**Problem description**
Reproduce every one of the entries below word for word, keeping each line unchanged.

**Records for this exercise**
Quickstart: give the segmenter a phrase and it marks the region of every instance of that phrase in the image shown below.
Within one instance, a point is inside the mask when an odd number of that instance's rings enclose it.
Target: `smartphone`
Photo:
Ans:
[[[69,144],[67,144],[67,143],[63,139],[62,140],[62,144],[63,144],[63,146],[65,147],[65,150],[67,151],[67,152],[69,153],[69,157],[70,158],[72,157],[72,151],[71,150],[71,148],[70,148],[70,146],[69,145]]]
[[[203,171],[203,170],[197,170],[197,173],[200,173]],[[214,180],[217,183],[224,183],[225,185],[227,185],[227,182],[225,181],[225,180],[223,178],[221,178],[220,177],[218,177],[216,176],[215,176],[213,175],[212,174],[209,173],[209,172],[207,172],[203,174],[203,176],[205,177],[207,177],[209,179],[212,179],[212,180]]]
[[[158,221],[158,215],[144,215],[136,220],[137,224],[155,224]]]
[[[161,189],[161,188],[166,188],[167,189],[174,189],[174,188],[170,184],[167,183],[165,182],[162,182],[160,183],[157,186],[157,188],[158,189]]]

**The response**
Quickstart: give the segmenter a phrase and it marks the region of every instance of that phrase in the image shown below.
Within one instance, a point is inside the mask when an odd number of that instance's rings enclose it.
Target: `smartphone`
Photo:
Ans:
[[[69,144],[67,144],[67,143],[63,139],[62,140],[62,144],[63,144],[63,146],[65,147],[65,150],[67,151],[67,152],[69,153],[69,157],[70,158],[72,157],[72,151],[71,150],[71,148],[70,148],[70,146],[69,145]]]
[[[203,171],[203,170],[197,170],[197,173],[200,173]],[[214,180],[217,183],[224,183],[225,185],[227,185],[227,182],[225,181],[225,180],[223,178],[221,178],[220,177],[218,177],[216,176],[215,176],[213,175],[212,174],[209,173],[209,172],[207,172],[203,174],[203,176],[205,177],[207,177],[209,179],[212,179],[212,180]]]
[[[158,221],[158,215],[144,215],[136,220],[137,224],[155,224]]]
[[[161,189],[161,188],[166,188],[167,189],[174,189],[174,188],[170,184],[167,183],[165,182],[162,182],[160,183],[157,186],[157,188],[158,189]]]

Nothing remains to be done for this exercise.